• Problem requirements: Pull out every line in the entries below that contains the string "blue", and copy each such line in full.

++++++++++

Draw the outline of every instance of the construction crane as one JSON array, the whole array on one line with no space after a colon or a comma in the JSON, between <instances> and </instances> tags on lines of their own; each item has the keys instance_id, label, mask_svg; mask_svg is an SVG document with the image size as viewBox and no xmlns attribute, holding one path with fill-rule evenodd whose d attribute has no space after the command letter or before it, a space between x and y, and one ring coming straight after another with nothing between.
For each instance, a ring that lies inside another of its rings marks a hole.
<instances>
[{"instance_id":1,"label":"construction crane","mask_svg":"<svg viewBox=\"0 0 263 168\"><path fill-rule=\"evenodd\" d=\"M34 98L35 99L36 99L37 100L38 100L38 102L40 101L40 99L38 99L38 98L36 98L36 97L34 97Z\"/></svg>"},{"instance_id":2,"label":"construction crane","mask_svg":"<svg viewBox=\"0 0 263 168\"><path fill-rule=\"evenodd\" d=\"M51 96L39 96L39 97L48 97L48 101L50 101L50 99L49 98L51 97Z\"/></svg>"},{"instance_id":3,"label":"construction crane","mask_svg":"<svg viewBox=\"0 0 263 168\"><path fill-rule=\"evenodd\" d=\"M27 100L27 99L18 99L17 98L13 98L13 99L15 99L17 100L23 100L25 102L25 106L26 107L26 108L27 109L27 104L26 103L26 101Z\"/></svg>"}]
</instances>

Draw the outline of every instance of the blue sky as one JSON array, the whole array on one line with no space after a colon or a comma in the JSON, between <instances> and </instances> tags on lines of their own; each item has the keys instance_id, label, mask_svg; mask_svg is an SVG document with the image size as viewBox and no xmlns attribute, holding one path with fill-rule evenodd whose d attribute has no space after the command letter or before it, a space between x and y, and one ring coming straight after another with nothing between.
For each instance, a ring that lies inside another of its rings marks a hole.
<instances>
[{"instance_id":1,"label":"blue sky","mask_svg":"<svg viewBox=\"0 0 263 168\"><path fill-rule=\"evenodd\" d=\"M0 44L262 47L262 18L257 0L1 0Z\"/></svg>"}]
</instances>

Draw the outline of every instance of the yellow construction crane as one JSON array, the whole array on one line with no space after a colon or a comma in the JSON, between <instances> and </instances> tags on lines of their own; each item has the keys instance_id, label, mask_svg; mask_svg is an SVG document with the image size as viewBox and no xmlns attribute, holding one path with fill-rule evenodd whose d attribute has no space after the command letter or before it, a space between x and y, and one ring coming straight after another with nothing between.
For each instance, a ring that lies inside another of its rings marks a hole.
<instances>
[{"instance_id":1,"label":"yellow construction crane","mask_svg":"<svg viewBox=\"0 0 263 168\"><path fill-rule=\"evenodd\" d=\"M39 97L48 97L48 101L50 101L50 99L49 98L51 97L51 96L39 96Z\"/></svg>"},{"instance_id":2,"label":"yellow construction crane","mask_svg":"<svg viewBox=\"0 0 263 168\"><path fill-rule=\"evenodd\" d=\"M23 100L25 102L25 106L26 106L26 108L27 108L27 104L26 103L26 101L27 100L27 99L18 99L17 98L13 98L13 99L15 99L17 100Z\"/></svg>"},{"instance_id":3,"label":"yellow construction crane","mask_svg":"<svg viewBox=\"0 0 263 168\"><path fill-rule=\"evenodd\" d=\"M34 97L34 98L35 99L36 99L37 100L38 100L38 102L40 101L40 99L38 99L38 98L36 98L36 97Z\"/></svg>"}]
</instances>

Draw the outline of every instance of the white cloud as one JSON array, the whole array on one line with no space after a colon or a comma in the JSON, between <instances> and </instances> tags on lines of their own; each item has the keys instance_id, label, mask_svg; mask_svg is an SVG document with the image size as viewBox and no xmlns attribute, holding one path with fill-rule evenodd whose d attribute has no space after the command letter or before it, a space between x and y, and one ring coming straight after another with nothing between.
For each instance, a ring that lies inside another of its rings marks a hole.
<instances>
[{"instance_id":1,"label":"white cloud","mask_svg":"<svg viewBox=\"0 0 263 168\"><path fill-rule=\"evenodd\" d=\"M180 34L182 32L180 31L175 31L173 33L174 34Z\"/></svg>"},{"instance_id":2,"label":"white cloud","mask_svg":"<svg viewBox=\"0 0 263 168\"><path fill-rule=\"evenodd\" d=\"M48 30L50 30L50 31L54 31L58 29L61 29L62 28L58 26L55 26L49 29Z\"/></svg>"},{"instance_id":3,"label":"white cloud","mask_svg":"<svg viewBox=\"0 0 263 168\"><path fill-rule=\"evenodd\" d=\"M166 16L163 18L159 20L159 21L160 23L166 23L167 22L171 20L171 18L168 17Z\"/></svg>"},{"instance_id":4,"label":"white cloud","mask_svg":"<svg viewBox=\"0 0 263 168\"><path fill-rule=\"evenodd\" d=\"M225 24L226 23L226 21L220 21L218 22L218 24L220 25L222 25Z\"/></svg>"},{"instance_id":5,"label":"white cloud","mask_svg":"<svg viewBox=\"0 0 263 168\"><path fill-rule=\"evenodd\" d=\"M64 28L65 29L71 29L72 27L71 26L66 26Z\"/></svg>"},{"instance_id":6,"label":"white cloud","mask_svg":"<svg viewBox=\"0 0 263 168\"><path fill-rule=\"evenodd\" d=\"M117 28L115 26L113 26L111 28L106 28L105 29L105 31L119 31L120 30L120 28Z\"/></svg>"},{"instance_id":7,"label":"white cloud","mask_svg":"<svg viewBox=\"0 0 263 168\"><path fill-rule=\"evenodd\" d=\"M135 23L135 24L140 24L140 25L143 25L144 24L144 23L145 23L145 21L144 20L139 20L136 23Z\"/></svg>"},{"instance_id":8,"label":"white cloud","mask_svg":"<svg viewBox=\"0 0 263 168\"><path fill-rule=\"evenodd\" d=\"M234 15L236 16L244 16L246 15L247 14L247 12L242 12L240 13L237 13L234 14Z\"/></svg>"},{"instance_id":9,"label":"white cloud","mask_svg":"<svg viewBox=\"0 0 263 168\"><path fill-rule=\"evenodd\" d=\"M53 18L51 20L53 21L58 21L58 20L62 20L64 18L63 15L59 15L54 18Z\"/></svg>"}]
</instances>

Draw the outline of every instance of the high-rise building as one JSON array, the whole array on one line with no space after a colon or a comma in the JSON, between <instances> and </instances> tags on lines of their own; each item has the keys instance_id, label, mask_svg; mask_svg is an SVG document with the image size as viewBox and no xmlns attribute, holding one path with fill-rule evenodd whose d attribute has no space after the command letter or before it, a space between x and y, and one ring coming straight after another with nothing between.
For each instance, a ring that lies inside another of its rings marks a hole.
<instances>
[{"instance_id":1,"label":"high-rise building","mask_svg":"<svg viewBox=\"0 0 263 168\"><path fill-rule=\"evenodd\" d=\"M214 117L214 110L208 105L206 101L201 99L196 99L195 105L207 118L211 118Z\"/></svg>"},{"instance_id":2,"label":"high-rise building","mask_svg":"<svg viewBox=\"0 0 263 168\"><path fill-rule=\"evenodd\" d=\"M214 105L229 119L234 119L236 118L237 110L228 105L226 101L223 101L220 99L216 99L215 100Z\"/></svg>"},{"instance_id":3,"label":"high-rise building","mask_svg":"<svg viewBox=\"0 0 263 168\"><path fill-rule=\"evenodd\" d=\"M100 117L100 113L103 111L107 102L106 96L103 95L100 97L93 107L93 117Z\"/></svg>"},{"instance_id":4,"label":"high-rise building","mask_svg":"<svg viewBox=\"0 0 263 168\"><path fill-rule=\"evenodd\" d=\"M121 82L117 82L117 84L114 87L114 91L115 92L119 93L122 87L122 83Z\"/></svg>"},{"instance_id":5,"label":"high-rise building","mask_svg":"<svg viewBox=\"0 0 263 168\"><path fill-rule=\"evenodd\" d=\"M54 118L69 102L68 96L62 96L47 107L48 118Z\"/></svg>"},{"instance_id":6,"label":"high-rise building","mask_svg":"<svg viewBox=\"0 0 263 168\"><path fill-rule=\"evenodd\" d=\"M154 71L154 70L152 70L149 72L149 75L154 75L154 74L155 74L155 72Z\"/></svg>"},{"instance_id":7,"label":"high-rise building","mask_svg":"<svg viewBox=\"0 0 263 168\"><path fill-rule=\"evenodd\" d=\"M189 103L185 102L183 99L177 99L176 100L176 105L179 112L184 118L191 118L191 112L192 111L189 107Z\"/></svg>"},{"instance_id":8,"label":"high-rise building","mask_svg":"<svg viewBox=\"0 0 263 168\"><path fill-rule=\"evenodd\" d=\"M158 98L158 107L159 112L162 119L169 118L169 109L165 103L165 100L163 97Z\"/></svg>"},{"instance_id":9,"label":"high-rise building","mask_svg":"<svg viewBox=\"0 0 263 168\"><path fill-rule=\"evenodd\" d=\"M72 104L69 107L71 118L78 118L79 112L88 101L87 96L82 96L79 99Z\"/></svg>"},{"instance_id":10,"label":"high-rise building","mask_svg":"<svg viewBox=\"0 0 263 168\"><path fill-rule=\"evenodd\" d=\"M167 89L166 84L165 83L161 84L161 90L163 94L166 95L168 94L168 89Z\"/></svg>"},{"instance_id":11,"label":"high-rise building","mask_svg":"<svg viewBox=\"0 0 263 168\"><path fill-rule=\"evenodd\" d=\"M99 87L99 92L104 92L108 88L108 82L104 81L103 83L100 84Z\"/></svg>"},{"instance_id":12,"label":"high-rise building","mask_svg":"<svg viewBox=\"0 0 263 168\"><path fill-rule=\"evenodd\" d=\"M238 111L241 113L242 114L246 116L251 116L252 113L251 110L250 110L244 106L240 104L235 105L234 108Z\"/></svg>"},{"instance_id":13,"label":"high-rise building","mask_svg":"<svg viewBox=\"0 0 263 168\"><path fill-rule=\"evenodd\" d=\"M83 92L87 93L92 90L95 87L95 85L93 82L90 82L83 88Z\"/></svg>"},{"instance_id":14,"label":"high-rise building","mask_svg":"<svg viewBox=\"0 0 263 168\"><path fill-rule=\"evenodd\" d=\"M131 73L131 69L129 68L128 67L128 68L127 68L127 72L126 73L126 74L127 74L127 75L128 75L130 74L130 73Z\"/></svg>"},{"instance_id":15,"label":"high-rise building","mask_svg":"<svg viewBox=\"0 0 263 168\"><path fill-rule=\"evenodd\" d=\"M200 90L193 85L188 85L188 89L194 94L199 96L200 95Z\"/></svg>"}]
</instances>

++++++++++

• Answer to this problem:
Draw the outline of every instance of the blue sky as one JSON array, the whole array on one line with no space after a colon or a comma in the JSON, between <instances> and </instances> tags on lines of their own; each item has the keys instance_id, label, mask_svg; mask_svg is an SVG document with the image size as viewBox and no xmlns attribute, holding one path with fill-rule evenodd whose d attribute has no space after the command letter or before it, a space between x and y, and one ring coming straight after another with nothing between.
[{"instance_id":1,"label":"blue sky","mask_svg":"<svg viewBox=\"0 0 263 168\"><path fill-rule=\"evenodd\" d=\"M0 44L262 47L262 18L257 0L1 0Z\"/></svg>"}]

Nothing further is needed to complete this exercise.